> **TEXT PASSAGE**
————

Eating Dirt: Deep Forests, Big Timber, and Life with the Tree-Planting Tribe By Charlotte Gill

March 29, 2012

Review by Kimberley Veness

Charlotte Gill was nineteen when she planted her first tree. The seedling took: Gill spent nearly two decades as a silviculture laborer in some of the deepest wilderness in Canada. Between planting seasons, she lived in Vancouver to try making a go at the writing life. In 2005, she published her novel, Ladykiller, to critical success. Gill now writes full time, after trading in the shovel for the pen, and teaches creative writing at the University of British Columbia.

Eating Dirt showcases Gill’s down-to-earth voice, even while she contemplates the motives of humanity. Her descriptions of raw wilderness in British Columbia helped me imagine how exhilarating the solitude of tree planting would be. In each chapter, she reveals the biology behind her workplace, and the secluded thoughts of the tree planter. Gill is passionate about her job, and like a clear-cut, it shows. “There are so many living creatures to touch and smell and look at in the field it’s often a little intoxicating. A setting so full of all-enveloping sensations that it just sweeps you up and spirits you away, like Vegas does to gamblers or Mount Everest to climbers.”

Gill does not shy away from noting the irony between planting trees and logging trees, and questions humankind’s hunger for growth. She comes to conclusions, and I found myself nodding in agreement. “If an object exists in this world, it can’t stay intact, unexamined, unused. We’re biological capitalists. If it lives we’ve got to make the best of it. We’ve got to hunt, cook, and taste it. Whatever it is, we’ve got to harness and ride it, pluck it and transform it, shave it down and build it up.” Gill’s honesty takes hold of readers and packs them into her silviculture world. At times, it feels as though the reader and Gill are embarking on a physical and psychological journey together.

A humorous undertone is also present in the book. “If we could return ourselves like appliances from the Shopping Channel, surely we’d request different components.” From Gill’s descriptions of muggy mornings, to sweltering hot afternoons—and all the bites, blisters, and bears in between—I earned a new respect for folk who plant trees. Gill captures silviculture between the pages, and through her own personal experiences truly makes this a unique piece of creative non-fiction.

————

> **WHAT TO WORK ON**
Decide whether each statement agrees with the review of Eating Dirt, answering yes or no and quoting the deciding words of the review: (a) Gill was nineteen when she planted her first tree. (b) Gill published her novel Ladykiller in 2010. (c) Gill teaches creative writing at the University of Toronto.

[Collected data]
————

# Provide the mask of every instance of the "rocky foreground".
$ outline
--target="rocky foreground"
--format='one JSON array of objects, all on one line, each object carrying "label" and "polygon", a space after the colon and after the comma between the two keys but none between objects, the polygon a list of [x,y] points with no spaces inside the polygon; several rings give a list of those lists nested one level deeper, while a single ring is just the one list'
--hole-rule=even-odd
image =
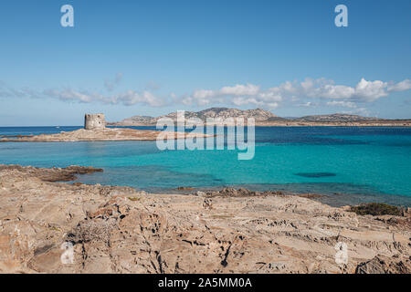
[{"label": "rocky foreground", "polygon": [[[79,129],[73,131],[62,131],[58,134],[41,134],[35,136],[0,136],[2,141],[28,141],[28,142],[62,142],[62,141],[155,141],[159,130],[141,130],[122,128],[104,128],[96,130]],[[175,133],[174,139],[207,137],[199,133]],[[172,138],[172,137],[169,137]]]},{"label": "rocky foreground", "polygon": [[409,214],[359,216],[276,192],[52,182],[95,171],[0,167],[0,272],[411,273]]}]

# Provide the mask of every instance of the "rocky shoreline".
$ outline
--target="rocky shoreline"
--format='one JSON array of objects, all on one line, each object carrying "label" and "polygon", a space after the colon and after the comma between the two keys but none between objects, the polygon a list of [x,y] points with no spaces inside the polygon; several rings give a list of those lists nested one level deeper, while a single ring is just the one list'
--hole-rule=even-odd
[{"label": "rocky shoreline", "polygon": [[276,192],[53,182],[100,171],[0,166],[1,273],[411,273],[409,214],[358,215]]},{"label": "rocky shoreline", "polygon": [[[156,141],[160,130],[142,130],[121,128],[103,128],[95,130],[79,129],[62,131],[58,134],[35,136],[2,136],[0,142],[64,142],[64,141]],[[174,139],[209,137],[199,133],[174,133]],[[168,139],[173,137],[168,136]]]}]

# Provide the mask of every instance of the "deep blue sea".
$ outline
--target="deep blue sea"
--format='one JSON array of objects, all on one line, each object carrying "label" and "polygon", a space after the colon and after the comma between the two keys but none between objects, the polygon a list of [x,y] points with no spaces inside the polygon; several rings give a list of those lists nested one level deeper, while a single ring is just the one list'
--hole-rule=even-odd
[{"label": "deep blue sea", "polygon": [[[80,127],[0,127],[0,135],[58,133]],[[153,130],[153,127],[132,127]],[[164,151],[155,141],[2,142],[0,163],[104,169],[87,183],[170,193],[242,186],[318,193],[333,205],[385,202],[411,206],[411,129],[256,128],[253,160],[237,151]]]}]

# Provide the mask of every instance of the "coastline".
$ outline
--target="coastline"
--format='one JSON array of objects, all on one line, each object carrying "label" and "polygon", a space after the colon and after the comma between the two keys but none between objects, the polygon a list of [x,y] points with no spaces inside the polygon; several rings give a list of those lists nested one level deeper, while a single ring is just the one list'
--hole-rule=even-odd
[{"label": "coastline", "polygon": [[[68,141],[156,141],[161,130],[134,130],[127,128],[103,128],[96,130],[79,129],[72,131],[62,131],[58,134],[39,134],[33,136],[2,136],[0,142],[68,142]],[[174,137],[167,139],[186,139],[195,137],[209,137],[199,133],[174,132]]]},{"label": "coastline", "polygon": [[[411,271],[409,215],[361,216],[275,192],[155,194],[52,182],[93,170],[0,168],[1,272],[359,273],[379,260],[380,272]],[[67,242],[74,261],[64,265]],[[348,245],[346,265],[335,262],[338,242]]]}]

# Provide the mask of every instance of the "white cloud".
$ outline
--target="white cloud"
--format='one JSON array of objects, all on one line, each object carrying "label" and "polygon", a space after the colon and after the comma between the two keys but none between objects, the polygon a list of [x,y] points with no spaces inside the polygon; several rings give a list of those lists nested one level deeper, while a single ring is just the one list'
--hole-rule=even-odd
[{"label": "white cloud", "polygon": [[[411,89],[411,81],[406,79],[399,83],[392,83],[380,80],[369,81],[362,78],[355,87],[347,85],[336,85],[333,80],[326,78],[306,78],[302,82],[285,81],[284,83],[261,89],[259,86],[253,84],[229,87],[225,86],[220,89],[198,89],[192,95],[183,99],[185,105],[196,104],[204,106],[213,102],[222,102],[236,106],[257,105],[260,107],[279,106],[281,101],[302,103],[297,106],[313,106],[307,99],[328,99],[328,106],[339,106],[344,108],[357,108],[357,102],[373,102],[381,98],[387,97],[392,91],[404,91]],[[339,100],[339,102],[333,102]]]},{"label": "white cloud", "polygon": [[355,103],[351,101],[337,101],[337,100],[328,101],[327,105],[332,107],[342,107],[351,109],[355,109],[357,107]]},{"label": "white cloud", "polygon": [[241,85],[237,84],[233,87],[226,86],[220,89],[221,95],[235,95],[235,96],[253,96],[259,92],[259,86],[253,84]]},{"label": "white cloud", "polygon": [[104,87],[107,90],[112,91],[117,86],[119,86],[120,82],[122,78],[122,72],[117,73],[116,77],[114,78],[114,80],[105,80],[104,81]]},{"label": "white cloud", "polygon": [[411,89],[411,80],[406,79],[388,87],[388,91],[406,91]]}]

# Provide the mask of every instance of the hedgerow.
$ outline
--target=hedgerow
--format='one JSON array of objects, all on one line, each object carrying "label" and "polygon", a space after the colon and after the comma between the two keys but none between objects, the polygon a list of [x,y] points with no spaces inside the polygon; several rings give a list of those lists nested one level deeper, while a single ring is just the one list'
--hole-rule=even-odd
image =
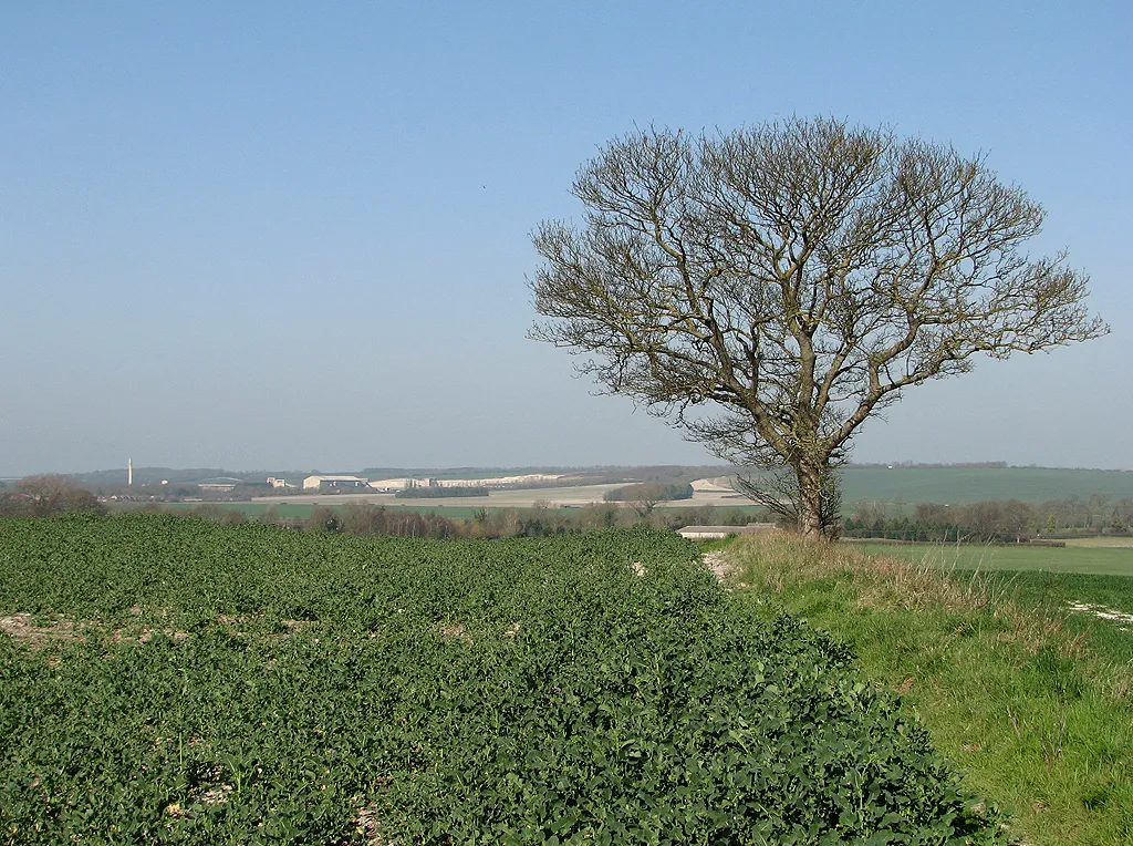
[{"label": "hedgerow", "polygon": [[844,646],[671,534],[9,519],[0,617],[5,843],[996,838]]}]

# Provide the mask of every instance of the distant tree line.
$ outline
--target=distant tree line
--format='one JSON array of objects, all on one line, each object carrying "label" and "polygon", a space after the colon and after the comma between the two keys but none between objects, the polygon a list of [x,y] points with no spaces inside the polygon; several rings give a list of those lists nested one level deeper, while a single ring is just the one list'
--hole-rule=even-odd
[{"label": "distant tree line", "polygon": [[606,502],[628,502],[640,517],[648,517],[653,509],[662,502],[681,499],[692,499],[692,485],[689,482],[661,484],[646,482],[614,488],[603,494]]},{"label": "distant tree line", "polygon": [[483,484],[431,484],[402,488],[393,494],[397,499],[448,499],[450,497],[486,497],[488,489]]},{"label": "distant tree line", "polygon": [[27,476],[0,490],[0,515],[10,517],[50,517],[69,511],[105,513],[105,506],[70,476],[43,474]]},{"label": "distant tree line", "polygon": [[[138,510],[173,514],[188,519],[207,519],[224,525],[249,522],[238,508],[201,502],[191,508],[170,508],[152,502]],[[599,528],[649,525],[656,528],[681,528],[687,525],[742,526],[760,515],[743,508],[662,509],[642,518],[632,508],[614,502],[595,502],[578,508],[560,508],[550,502],[536,502],[531,508],[478,508],[466,519],[454,519],[433,511],[386,508],[372,502],[347,502],[332,508],[316,505],[306,517],[286,517],[272,506],[254,522],[281,527],[327,534],[397,535],[401,538],[547,538],[579,534]]]},{"label": "distant tree line", "polygon": [[1017,499],[961,505],[901,504],[862,500],[846,518],[847,538],[909,541],[1020,541],[1074,534],[1127,534],[1133,526],[1133,498],[1110,500],[1104,493],[1046,502]]}]

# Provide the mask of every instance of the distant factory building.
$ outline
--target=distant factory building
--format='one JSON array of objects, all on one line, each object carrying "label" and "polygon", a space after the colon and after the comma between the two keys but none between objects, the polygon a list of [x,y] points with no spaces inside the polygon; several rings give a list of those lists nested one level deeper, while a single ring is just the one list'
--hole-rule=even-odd
[{"label": "distant factory building", "polygon": [[361,476],[307,476],[303,480],[304,490],[349,490],[353,488],[366,488],[368,479]]}]

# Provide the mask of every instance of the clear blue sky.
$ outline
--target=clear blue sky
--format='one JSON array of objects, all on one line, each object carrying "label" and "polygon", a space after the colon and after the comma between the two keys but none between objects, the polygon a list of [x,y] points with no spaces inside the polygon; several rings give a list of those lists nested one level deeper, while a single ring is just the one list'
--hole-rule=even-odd
[{"label": "clear blue sky", "polygon": [[1133,466],[1123,1],[0,1],[0,475],[709,460],[525,339],[529,232],[634,125],[982,151],[1113,333],[982,362],[859,460]]}]

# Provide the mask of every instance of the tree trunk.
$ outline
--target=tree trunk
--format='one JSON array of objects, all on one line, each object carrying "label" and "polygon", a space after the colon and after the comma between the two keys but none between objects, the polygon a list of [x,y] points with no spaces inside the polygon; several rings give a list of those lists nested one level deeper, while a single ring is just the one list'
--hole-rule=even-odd
[{"label": "tree trunk", "polygon": [[823,538],[823,471],[812,464],[800,464],[799,531],[809,540]]}]

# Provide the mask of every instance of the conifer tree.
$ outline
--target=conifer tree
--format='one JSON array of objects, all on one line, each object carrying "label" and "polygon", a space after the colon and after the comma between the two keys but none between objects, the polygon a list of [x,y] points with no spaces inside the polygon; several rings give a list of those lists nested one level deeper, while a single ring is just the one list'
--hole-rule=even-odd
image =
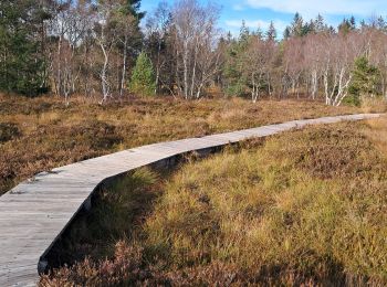
[{"label": "conifer tree", "polygon": [[150,59],[144,52],[142,52],[137,57],[130,78],[129,89],[132,93],[142,96],[155,95],[155,71]]},{"label": "conifer tree", "polygon": [[44,19],[34,2],[0,1],[1,91],[33,96],[46,88],[40,35]]},{"label": "conifer tree", "polygon": [[362,99],[375,97],[380,74],[377,67],[369,64],[367,57],[360,56],[356,59],[352,74],[353,79],[348,87],[351,96],[347,102],[359,105]]},{"label": "conifer tree", "polygon": [[274,26],[273,21],[270,22],[268,32],[266,32],[266,39],[268,41],[275,41],[276,40],[276,30]]}]

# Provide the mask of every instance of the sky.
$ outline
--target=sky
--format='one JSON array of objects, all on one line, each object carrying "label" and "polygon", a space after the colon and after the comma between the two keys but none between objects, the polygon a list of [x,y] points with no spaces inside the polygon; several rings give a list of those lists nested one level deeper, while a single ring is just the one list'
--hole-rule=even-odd
[{"label": "sky", "polygon": [[[166,0],[172,4],[174,0]],[[199,0],[207,2],[206,0]],[[143,0],[142,9],[151,12],[158,0]],[[386,0],[212,0],[221,7],[219,26],[224,32],[238,34],[242,20],[251,30],[260,26],[265,31],[270,21],[274,22],[279,34],[292,21],[294,13],[300,12],[305,20],[322,14],[328,24],[337,26],[343,18],[354,15],[357,23],[374,17],[387,17]]]}]

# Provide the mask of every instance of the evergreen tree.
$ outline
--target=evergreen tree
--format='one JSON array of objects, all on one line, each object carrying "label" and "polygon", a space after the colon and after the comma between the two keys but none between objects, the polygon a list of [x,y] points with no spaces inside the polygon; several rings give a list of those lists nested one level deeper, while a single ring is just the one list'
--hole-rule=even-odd
[{"label": "evergreen tree", "polygon": [[239,41],[248,42],[250,38],[250,29],[245,25],[244,20],[242,21],[242,26],[239,32]]},{"label": "evergreen tree", "polygon": [[369,64],[368,59],[360,56],[355,61],[355,68],[352,72],[353,81],[348,87],[349,97],[347,103],[359,105],[362,99],[374,97],[377,94],[379,71]]},{"label": "evergreen tree", "polygon": [[325,20],[321,14],[318,14],[314,20],[314,29],[316,33],[325,32],[328,30],[327,25],[325,24]]},{"label": "evergreen tree", "polygon": [[0,15],[0,89],[32,96],[45,92],[41,31],[46,15],[32,0],[2,0]]},{"label": "evergreen tree", "polygon": [[286,26],[285,30],[283,31],[283,39],[287,40],[291,38],[291,31],[290,28]]},{"label": "evergreen tree", "polygon": [[142,52],[137,57],[130,78],[129,89],[132,93],[139,94],[142,96],[155,95],[155,71],[150,59],[144,52]]},{"label": "evergreen tree", "polygon": [[276,40],[276,30],[274,26],[273,21],[270,22],[268,32],[266,32],[266,39],[268,41],[275,41]]},{"label": "evergreen tree", "polygon": [[304,35],[304,20],[301,14],[296,12],[291,24],[292,36],[303,36]]}]

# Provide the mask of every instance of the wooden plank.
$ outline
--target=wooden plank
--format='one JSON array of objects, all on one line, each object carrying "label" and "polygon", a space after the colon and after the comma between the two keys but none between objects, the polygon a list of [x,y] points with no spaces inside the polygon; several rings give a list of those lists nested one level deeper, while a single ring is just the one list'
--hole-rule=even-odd
[{"label": "wooden plank", "polygon": [[0,196],[0,286],[33,286],[38,264],[95,188],[115,177],[170,157],[266,137],[306,125],[362,120],[378,114],[292,120],[245,130],[153,144],[41,172]]}]

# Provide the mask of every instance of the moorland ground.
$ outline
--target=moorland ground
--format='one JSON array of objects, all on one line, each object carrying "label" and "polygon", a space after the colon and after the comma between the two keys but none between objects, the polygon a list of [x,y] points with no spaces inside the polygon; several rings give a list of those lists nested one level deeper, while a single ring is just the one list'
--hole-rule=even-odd
[{"label": "moorland ground", "polygon": [[0,194],[38,172],[136,146],[362,110],[306,100],[168,97],[103,106],[74,99],[66,107],[54,97],[0,95]]},{"label": "moorland ground", "polygon": [[74,223],[70,267],[41,285],[383,286],[386,123],[308,127],[132,172]]}]

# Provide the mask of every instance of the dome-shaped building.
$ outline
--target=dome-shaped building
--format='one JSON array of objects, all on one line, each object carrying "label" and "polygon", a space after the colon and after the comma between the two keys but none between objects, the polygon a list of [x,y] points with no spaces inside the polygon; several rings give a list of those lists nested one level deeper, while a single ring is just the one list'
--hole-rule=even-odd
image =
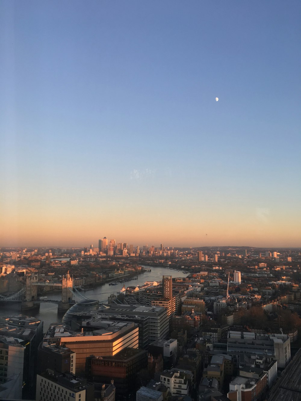
[{"label": "dome-shaped building", "polygon": [[94,312],[99,308],[99,301],[98,300],[84,300],[73,305],[64,315],[62,322],[70,325],[73,316],[75,314],[87,312]]}]

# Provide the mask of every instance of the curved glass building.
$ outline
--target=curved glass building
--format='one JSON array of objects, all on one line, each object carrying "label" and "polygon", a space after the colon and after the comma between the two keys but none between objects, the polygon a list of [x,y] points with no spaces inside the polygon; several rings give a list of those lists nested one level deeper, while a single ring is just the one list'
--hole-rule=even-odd
[{"label": "curved glass building", "polygon": [[62,322],[70,325],[75,314],[86,312],[94,312],[98,310],[99,301],[98,300],[84,300],[73,305],[64,315]]}]

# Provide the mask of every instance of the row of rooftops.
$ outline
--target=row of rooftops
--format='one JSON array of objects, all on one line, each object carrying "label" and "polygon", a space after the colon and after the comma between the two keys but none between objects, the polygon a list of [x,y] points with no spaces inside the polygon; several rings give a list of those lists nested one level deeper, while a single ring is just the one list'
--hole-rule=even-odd
[{"label": "row of rooftops", "polygon": [[72,373],[59,373],[51,369],[46,369],[46,372],[41,373],[39,375],[45,379],[55,382],[74,392],[82,391],[93,385],[87,383],[85,379],[79,377]]}]

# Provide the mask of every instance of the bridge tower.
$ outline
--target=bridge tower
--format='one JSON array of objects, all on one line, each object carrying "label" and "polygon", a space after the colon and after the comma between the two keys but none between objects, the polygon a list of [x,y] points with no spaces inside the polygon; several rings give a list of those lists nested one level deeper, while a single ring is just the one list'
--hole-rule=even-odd
[{"label": "bridge tower", "polygon": [[72,290],[73,289],[73,276],[71,277],[69,274],[69,271],[66,275],[63,276],[62,280],[62,302],[65,303],[71,302],[72,297]]},{"label": "bridge tower", "polygon": [[32,273],[31,275],[26,277],[25,298],[27,301],[36,301],[38,294],[38,287],[33,285],[33,283],[38,282],[38,275]]}]

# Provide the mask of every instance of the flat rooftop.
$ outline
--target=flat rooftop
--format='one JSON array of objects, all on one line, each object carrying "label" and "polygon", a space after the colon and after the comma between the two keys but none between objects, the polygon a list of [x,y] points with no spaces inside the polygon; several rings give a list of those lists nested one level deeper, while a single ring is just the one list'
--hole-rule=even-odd
[{"label": "flat rooftop", "polygon": [[[107,324],[104,324],[104,323]],[[73,331],[70,329],[70,326],[65,323],[57,323],[51,324],[47,333],[44,337],[44,339],[47,340],[51,338],[60,338],[91,337],[94,336],[110,336],[114,334],[118,335],[123,329],[129,328],[134,326],[134,323],[132,322],[120,322],[117,321],[106,321],[104,322],[103,327],[96,330],[89,331]],[[88,327],[88,325],[87,327]]]}]

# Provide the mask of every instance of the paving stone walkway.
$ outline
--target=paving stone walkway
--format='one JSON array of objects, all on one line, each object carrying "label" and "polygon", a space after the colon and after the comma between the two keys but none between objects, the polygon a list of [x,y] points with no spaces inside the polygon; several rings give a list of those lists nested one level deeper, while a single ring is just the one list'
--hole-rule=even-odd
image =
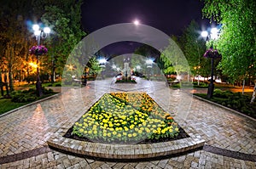
[{"label": "paving stone walkway", "polygon": [[[124,85],[99,81],[79,89],[63,88],[61,95],[0,117],[0,169],[256,168],[255,121],[196,99],[188,90],[166,89],[160,82]],[[208,147],[144,161],[103,161],[48,148],[46,141],[61,126],[73,124],[104,93],[120,90],[147,92],[186,132],[201,136]]]}]

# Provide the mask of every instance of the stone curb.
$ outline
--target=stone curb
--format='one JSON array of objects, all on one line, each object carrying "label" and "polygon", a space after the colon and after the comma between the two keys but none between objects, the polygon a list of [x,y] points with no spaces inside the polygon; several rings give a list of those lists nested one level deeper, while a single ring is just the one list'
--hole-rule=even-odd
[{"label": "stone curb", "polygon": [[238,114],[238,115],[241,115],[241,116],[247,117],[247,118],[248,118],[248,119],[250,119],[250,120],[252,120],[252,121],[253,121],[256,122],[256,119],[254,119],[254,118],[253,118],[253,117],[250,117],[250,116],[248,116],[248,115],[244,115],[244,114],[242,114],[242,113],[240,113],[240,112],[238,112],[238,111],[236,111],[236,110],[232,110],[232,109],[230,109],[230,108],[225,107],[225,106],[221,105],[221,104],[216,104],[216,103],[214,103],[214,102],[212,102],[212,101],[210,101],[210,100],[205,99],[203,99],[203,98],[201,98],[201,97],[196,96],[196,95],[194,95],[194,94],[193,94],[193,98],[195,98],[195,99],[199,99],[199,100],[201,100],[201,101],[207,102],[207,103],[209,103],[209,104],[217,105],[217,106],[221,107],[221,108],[223,108],[223,109],[225,109],[225,110],[230,110],[230,111],[231,111],[232,113],[236,113],[236,114]]},{"label": "stone curb", "polygon": [[56,96],[58,96],[58,95],[61,95],[61,93],[56,93],[56,94],[49,96],[49,97],[47,97],[47,98],[44,98],[44,99],[38,99],[38,100],[37,100],[37,101],[35,101],[35,102],[32,102],[32,103],[30,103],[30,104],[27,104],[22,105],[22,106],[20,106],[20,107],[18,107],[18,108],[16,108],[16,109],[12,110],[7,111],[7,112],[5,112],[5,113],[0,115],[0,118],[3,117],[3,116],[4,116],[4,115],[9,115],[9,114],[10,114],[10,113],[13,113],[13,112],[15,112],[15,111],[16,111],[16,110],[20,110],[20,109],[23,109],[23,108],[25,108],[25,107],[27,107],[27,106],[30,106],[30,105],[38,104],[38,103],[39,103],[39,102],[43,102],[43,101],[48,100],[48,99],[52,99],[52,98],[54,98],[54,97],[56,97]]},{"label": "stone curb", "polygon": [[102,159],[139,160],[176,155],[202,148],[205,140],[199,136],[148,144],[111,144],[79,141],[62,137],[67,128],[60,128],[49,139],[51,148],[84,156]]}]

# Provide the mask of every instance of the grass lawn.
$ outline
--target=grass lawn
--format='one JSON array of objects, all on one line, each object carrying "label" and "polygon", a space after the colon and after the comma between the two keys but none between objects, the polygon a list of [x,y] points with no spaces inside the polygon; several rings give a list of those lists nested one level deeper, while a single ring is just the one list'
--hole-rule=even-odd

————

> **ANSWER TO THE PROBLEM**
(a) Yes: "Charlotte Gill was nineteen when she planted her first tree."
(b) No: "In 2005, she published her novel, Ladykiller, to critical success."
(c) No: "teaches creative writing at the University of British Columbia."